--- START Extract provided ---

Skip site navigation (1) Skip section navigation (2)

Re: Function Stats WAS: Passing arguments to views

From: Mark Dilger <pgsql(at)markdilger(dot)com>
To: Josh Berkus <josh(at)agliodbs(dot)com>
Subject: Re: Function Stats WAS: Passing arguments to views
Date: 2006-02-03 19:19:29
Message-ID: 43E3ACC1.7010502@markdilger.com (view raw or flat)
Thread:
Lists: pgsql-hackers
Josh Berkus wrote:
> Mark,
> 
> 
>>This would only seem to work for trivial functions.  Most functions that
>>I write are themselves dependent on underlying tables, and without any
>>idea how many rows are in the tables, and without any idea of the
>>statistical distribution of those rows, I can't really say anything like
>>"average rows returned = 5".
>>
>>What I have wanted for some time is a function pairing system.  For each
>>set returning function F() I create, I would have the option of creating
>>a statistics function S() which returns a single integer which
>>represents the guess of how many rows will be returned.  S() would be
>>called by the planner, and the return value of S() would be used to
>>decide the plan.  S() would need access to the table statistics
>>information.  I imagine that the system would want to prevent S() from
>>running queries, and only allow it to call certain defined table
>>statistics functions and some internal math functions, thereby avoiding
>>any infinite recursion in the planner.  (If S() ran any queries, those
>>queries would go yet again to the planner, and on down the infinite
>>recursion you might go.)

--- END Extract provided ---
--- START Stored data ---

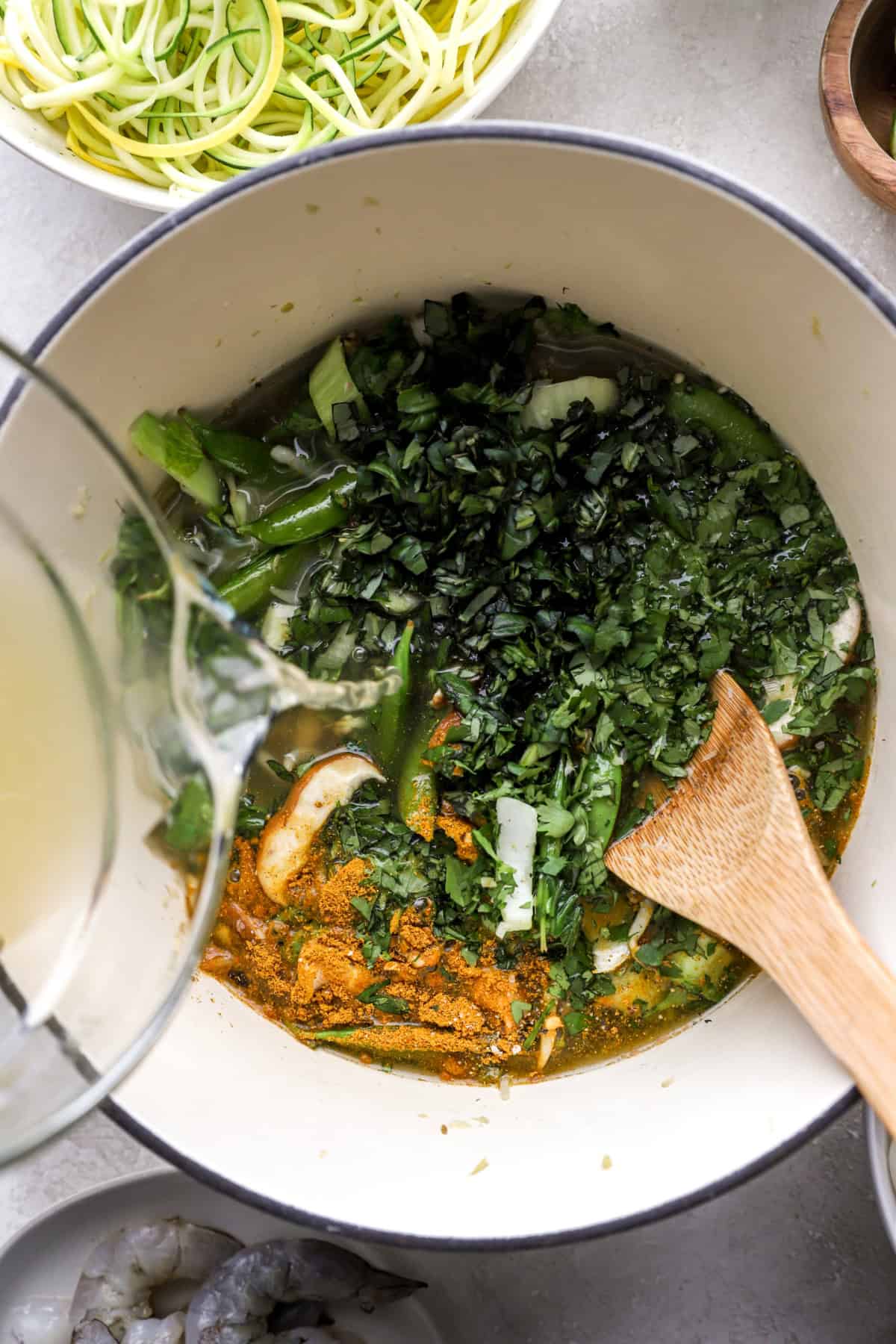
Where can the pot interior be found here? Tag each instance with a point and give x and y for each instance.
(214, 300)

--- END Stored data ---

- **Problem statement**
From the mailing-list message above, write out the passage starting at "Skip site navigation" and ending at "raw or flat)", word for word.

- **Completed exercise**
Skip site navigation (1) Skip section navigation (2)

Re: Function Stats WAS: Passing arguments to views

From: Mark Dilger <pgsql(at)markdilger(dot)com>
To: Josh Berkus <josh(at)agliodbs(dot)com>
Subject: Re: Function Stats WAS: Passing arguments to views
Date: 2006-02-03 19:19:29
Message-ID: 43E3ACC1.7010502@markdilger.com (view raw or flat)